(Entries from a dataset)
********************

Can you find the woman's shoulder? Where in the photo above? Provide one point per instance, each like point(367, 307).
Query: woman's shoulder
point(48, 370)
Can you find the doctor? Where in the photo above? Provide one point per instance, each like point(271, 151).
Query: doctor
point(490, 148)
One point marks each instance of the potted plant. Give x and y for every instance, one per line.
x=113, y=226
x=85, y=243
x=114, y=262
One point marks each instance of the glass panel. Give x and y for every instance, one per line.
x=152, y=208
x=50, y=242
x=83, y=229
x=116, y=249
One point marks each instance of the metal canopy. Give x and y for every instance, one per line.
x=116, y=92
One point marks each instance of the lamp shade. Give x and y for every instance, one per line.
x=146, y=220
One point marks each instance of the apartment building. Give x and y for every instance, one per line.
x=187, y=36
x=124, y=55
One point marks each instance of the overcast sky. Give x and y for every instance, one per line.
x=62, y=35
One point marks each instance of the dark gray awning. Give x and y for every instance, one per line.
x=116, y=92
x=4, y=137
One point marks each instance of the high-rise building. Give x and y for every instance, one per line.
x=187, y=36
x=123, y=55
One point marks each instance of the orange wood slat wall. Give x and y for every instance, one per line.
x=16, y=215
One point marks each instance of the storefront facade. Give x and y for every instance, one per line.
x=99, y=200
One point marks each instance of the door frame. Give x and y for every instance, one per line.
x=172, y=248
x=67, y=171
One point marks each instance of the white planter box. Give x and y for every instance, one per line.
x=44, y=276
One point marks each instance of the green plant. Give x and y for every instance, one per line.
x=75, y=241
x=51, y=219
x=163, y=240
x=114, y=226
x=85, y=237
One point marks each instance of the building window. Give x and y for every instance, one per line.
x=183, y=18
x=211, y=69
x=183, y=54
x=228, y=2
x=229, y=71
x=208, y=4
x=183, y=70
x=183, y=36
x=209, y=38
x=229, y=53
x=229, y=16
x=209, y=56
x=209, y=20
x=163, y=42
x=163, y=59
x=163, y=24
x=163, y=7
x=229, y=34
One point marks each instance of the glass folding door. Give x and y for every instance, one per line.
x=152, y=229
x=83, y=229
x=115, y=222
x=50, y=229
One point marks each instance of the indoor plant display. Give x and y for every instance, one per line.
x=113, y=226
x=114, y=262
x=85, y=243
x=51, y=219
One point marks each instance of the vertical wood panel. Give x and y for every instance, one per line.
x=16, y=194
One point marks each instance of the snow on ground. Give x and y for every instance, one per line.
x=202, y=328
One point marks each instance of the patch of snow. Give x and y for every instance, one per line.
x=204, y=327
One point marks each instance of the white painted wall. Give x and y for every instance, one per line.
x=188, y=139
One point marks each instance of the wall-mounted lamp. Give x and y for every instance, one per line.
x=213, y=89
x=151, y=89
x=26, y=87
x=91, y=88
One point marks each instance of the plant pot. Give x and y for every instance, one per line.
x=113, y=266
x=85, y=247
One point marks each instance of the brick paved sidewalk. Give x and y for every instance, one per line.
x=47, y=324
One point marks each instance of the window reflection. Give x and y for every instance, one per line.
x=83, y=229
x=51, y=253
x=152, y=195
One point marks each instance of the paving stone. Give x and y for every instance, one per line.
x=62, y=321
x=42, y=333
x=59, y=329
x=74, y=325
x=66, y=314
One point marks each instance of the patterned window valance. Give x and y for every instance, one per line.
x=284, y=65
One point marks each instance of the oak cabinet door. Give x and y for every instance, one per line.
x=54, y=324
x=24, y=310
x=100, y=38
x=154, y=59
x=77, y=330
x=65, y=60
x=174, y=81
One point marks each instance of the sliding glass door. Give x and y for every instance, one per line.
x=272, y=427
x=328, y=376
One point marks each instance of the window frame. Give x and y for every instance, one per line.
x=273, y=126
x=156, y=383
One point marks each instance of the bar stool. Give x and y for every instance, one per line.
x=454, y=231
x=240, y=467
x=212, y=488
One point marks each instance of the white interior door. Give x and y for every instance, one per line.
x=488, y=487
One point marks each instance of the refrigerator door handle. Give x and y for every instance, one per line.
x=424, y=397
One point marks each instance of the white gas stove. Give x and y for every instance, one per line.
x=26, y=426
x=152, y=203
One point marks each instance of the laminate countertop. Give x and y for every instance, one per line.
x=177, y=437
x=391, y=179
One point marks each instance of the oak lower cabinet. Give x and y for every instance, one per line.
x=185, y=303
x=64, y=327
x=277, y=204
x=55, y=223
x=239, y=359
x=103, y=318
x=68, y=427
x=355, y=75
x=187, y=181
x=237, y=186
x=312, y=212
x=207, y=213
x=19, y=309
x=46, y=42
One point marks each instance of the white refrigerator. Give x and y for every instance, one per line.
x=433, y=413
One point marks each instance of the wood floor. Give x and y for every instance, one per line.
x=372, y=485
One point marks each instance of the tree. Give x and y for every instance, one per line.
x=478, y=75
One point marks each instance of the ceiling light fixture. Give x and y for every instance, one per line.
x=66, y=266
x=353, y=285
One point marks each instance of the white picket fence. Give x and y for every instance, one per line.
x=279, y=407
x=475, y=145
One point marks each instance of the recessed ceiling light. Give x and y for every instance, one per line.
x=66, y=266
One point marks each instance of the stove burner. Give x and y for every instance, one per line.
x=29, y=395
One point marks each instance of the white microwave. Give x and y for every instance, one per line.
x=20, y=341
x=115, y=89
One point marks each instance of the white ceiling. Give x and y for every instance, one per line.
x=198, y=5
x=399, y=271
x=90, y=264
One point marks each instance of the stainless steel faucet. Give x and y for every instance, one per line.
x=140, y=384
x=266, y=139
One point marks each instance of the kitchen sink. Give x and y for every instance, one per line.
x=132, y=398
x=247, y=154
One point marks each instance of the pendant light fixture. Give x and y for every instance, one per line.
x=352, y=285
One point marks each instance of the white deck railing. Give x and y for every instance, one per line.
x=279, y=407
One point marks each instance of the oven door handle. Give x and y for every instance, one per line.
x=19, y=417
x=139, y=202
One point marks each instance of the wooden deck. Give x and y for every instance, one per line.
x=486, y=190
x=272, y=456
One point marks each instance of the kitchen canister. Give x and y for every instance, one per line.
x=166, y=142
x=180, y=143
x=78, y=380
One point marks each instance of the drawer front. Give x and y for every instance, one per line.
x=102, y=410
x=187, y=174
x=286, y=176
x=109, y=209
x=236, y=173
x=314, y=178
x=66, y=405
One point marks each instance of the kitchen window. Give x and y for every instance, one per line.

********************

● **Exercise brief**
Edit the data above so that every occurrence of "one per line" becomes "each on its own line", and reproduce all other text unchanged.

● **Solution to this problem**
Can you find the woman's shoulder? Where in the photo above? Provide one point per instance, each like point(367, 307).
Query: woman's shoulder
point(48, 370)
Can you find the doctor? Where in the photo above? Provide one point per instance, each like point(271, 151).
Query: doctor
point(490, 148)
One point marks each instance of the potted plant. Give x and y for every instance, each on its own line.
x=113, y=226
x=85, y=243
x=114, y=262
One point marks each instance of the glass panel. Give x and y for every instance, each on its own line.
x=152, y=208
x=50, y=242
x=83, y=229
x=116, y=249
One point marks each instance of the metal canopy. Give x and y for every instance, each on its own line.
x=116, y=92
One point marks each instance of the lamp shade. Give x and y for every instance, each on its own line.
x=146, y=220
One point marks each instance of the apartment building. Give x and y for every instance, each on its own line.
x=187, y=36
x=124, y=55
One point marks each instance of the overcast sky. Give x and y for every instance, each on its own line.
x=62, y=35
One point marks each instance of the dark gray awning. Give x and y for every instance, each on its own line.
x=116, y=92
x=4, y=137
One point marks each instance of the high-rise building. Give x and y for every instance, each on its own line.
x=187, y=36
x=123, y=55
One point marks each instance of the orange wood slat wall. Give x and y for every instance, each on its own line.
x=16, y=215
One point marks each instance of the storefront facade. Give x and y for every instance, each on its own line.
x=99, y=200
One point marks each instance of the door frame. Give x and y for every instance, each on its own line.
x=172, y=248
x=67, y=171
One point marks each instance of the white planter box. Give x and y for every instance, each on its own line.
x=44, y=276
One point marks each instance of the green plant. Give x and y for every instance, each on its own line.
x=75, y=241
x=51, y=219
x=163, y=240
x=114, y=226
x=85, y=237
One point marks each instance of the building window. Give x and y for every instance, each on its own line.
x=183, y=18
x=211, y=69
x=183, y=54
x=228, y=2
x=229, y=71
x=208, y=4
x=183, y=70
x=183, y=36
x=209, y=38
x=229, y=53
x=229, y=16
x=209, y=56
x=209, y=20
x=163, y=42
x=163, y=59
x=163, y=24
x=163, y=7
x=229, y=34
One point marks each instance of the glass folding door. Give x and y for every instance, each on its own line.
x=152, y=229
x=83, y=229
x=115, y=222
x=50, y=229
One point marks each instance of the indoor plant display. Give x and y for every instance, each on its own line.
x=113, y=226
x=114, y=262
x=85, y=243
x=51, y=219
One point marks each instance of the vertical wood panel. Give x and y for every instance, each on its own line.
x=16, y=194
One point marks each instance of the snow on ground. Give x and y for every instance, each on its own line.
x=202, y=328
One point marks each instance of the patch of snow. Give x and y for every instance, each on its own line.
x=204, y=327
One point marks each instance of the white painted wall. Give x and y for every instance, each on its own line.
x=188, y=139
One point marks each instance of the wall-mounted lamp. Give x and y for every instance, each on its own line.
x=213, y=89
x=151, y=89
x=26, y=87
x=91, y=88
One point marks each instance of the plant pot. Give x and y for every instance, each on its own line.
x=113, y=266
x=85, y=247
One point marks each instance of the brick paved sidewalk. Give x and y for every instance, each on its own line.
x=47, y=324
One point marks each instance of the window reflection. Give x and y for every instance, each on its own line.
x=83, y=229
x=51, y=253
x=152, y=195
One point marks each instance of the paving stone. Give x and y for every instance, each on its own line.
x=62, y=321
x=42, y=333
x=59, y=329
x=74, y=325
x=66, y=314
One point marks each instance of the patterned window valance. Give x and y for every instance, each on its own line.
x=284, y=65
One point marks each instance of the oak cabinet door. Give x and y for every instance, each on its own line.
x=54, y=324
x=24, y=310
x=100, y=38
x=154, y=59
x=77, y=330
x=65, y=60
x=174, y=81
One point marks each instance of the sliding glass door. Give x and y for every instance, each on its own line.
x=272, y=427
x=328, y=376
One point marks each instance of the window frame. Give x and y for every instance, each on its own line.
x=273, y=126
x=156, y=383
One point marks each instance of the bar stool. Give x and y for every instance, each on its own line.
x=454, y=231
x=240, y=467
x=212, y=488
One point marks each instance of the white interior door. Give x and y for every instance, each on its own line.
x=488, y=487
One point marks each instance of the refrigerator door handle. Give x and y for every instance, each on its own line.
x=424, y=397
One point marks each instance of the white gas stove. Give x and y for every instance, each on its own line.
x=26, y=426
x=152, y=203
One point marks each instance of the laminate countertop. Give x and y for every instance, each on its own line.
x=177, y=437
x=391, y=179
One point marks each instance of the oak lower cabinet. Give x and y for every instance, each on its own line.
x=185, y=303
x=64, y=327
x=277, y=204
x=55, y=223
x=239, y=359
x=103, y=318
x=68, y=427
x=355, y=75
x=187, y=181
x=237, y=186
x=312, y=212
x=207, y=213
x=19, y=309
x=46, y=42
One point marks each instance of the white refrigerator. Give x and y for every instance, each on its own line.
x=433, y=413
One point marks each instance of the wood floor. Give x and y for every instance, each on its own line.
x=372, y=485
One point marks each instance of the tree. Give x and y for every instance, each on its own line.
x=478, y=75
One point marks each instance of the ceiling light fixture. Give x and y for every instance, each on its own line.
x=66, y=266
x=353, y=285
One point marks each instance of the white picket fence. Give x and y for every instance, each on its own line.
x=279, y=407
x=475, y=145
One point marks each instance of the recessed ceiling light. Give x and y for every instance, each on its own line.
x=66, y=266
One point marks each instance of the stove burner. Give x and y for every instance, each on its own line.
x=29, y=395
One point marks each instance of the white microwave. Give x and y for every instance, each on its own line.
x=20, y=341
x=115, y=89
One point marks each instance of the white ceiling. Give x and y for every instance, each on its own line.
x=198, y=5
x=399, y=271
x=90, y=264
One point marks each instance of the stainless steel faucet. Give x and y for every instance, each on its own line.
x=140, y=384
x=266, y=139
One point marks each instance of the kitchen sink. Give x and y for every instance, each on its own line.
x=132, y=398
x=247, y=154
One point marks each instance of the pendant light fixture. Give x and y for every instance, each on its own line.
x=352, y=285
One point marks each instance of the white deck railing. Give x and y for every instance, each on its own line.
x=279, y=407
One point marks each instance of the oven door handle. Give x and y for every instance, each on its own line.
x=19, y=417
x=139, y=202
One point marks each instance of the wooden deck. Give x and y for every instance, each on its own line.
x=486, y=190
x=272, y=456
One point marks each instance of the kitchen canister. Give x and y for every instance, each on its own line.
x=166, y=142
x=180, y=143
x=78, y=380
One point marks each instance of the drawer front. Give x and y for every instance, each on its own line.
x=102, y=410
x=187, y=174
x=286, y=176
x=109, y=209
x=236, y=173
x=314, y=178
x=66, y=405
One point marks each instance of the kitchen window. Give x and y for every instance, each on its own line.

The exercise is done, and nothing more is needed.